__TEKS LATIHAN__.
####################

REPUBLIKA.CO.ID, JAKARTA -- Wakil Menteri BUMN Kartika Wirjoatmodjo mengatakan memburuknya kinerja PT Garuda Indonesia (Persero) sudah berlangsung cukup lama akibat tata kelola perusahaan yang begitu buruk. Pria yang akrab disapa Tiko itu menyebut permasalahan korupsi Garuda meliputi kerja sama yang memberatkan perusahaan, mark up nilai pesawat, serta kasus penerimaan suap dan pencucian uang pada 2011 hingga 2012.
"Garuda memiliki kontrak dengan lessor untuk penyewaan pesawat dengan biaya lebih tinggi dibandingkan maskapai lain di dunia," ujar Tiko saat rapat kerja dengan Komisi VI DPR di Gedung DPR, Jakarta, Selasa (9/11).
Berdasarkan laporan Bloomberg, lanjut Tiko, proporsi biaya kontrak lessor dibandingkan pendapatan Garuda mencapai 24,7 persen atau empat kali lebih besar di atas rata-rata global. Tiko menilai kondisi ini diperparah dengan keadaaan pandemi yang menurunkan pendapatan Garuda hingga 70 persen pada 2020.
Padahal, ucap Tiko, Garuda sempat meraup keuntungan cukup besar untuk rute domestik pada 2019 yakni 240 juta dolar AS. Keuntungan domestik sayangnya tidak diikuti rute-rute internasional yang terus mengalami kerugian.
Tiko mengatakan penurunan pendapatan terus terjadi selama masa pandemi pada 2020. Tiko memerinci pendapatan Garuda tertinggi terjadi pada Januari 2020 yang sebesar 235 juta dolar AS, namun terus merosot hingga pernah mencapai 27 juta dolar AS pada April 2020 dan saat ini berada di angka 70 juta dolar AS.
"Saat ada pembatasan kegiatan pasti berdampak langsung karena jumlah penumpang turun signifikan," ucap Tiko.
Tiko mengaku sulit memprediksi arus kas Garuda karena tergantung kondisi pandemi. Tiko mengatakan Garuda dihadapkan pada situasi kompleks lantaran memiliki struktur biaya dan utang yang tinggi, namun di sisi lain pendapatan juga tergerus signifikan.
"Saya pernah ditanya, Garuda kinerjanya turun karena korupsi atau Covid. Ya (karena) dua-duanya, bukan salah satu," kata Tiko.

####################

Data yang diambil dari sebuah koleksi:

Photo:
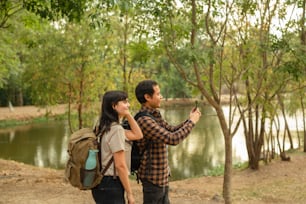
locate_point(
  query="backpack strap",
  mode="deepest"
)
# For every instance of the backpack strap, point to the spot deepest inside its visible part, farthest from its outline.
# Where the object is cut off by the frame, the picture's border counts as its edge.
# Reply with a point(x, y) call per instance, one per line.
point(107, 166)
point(99, 140)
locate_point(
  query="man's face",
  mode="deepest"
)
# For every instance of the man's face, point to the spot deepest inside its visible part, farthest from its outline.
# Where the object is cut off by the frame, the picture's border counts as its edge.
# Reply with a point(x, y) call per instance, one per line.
point(154, 100)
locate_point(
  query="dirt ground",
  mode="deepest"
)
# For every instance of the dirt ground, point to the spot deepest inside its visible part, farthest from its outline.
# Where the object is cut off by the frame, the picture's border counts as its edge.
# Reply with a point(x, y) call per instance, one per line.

####################

__PETUNJUK TUGAS__. Menurut teks latihan, berapa proporsi biaya kontrak lessor terhadap pendapatan Garuda berdasarkan laporan Bloomberg?

__JAWABAN TUGAS__. Proporsinya mencapai 24,7 persen, atau empat kali lebih besar di atas rata-rata global.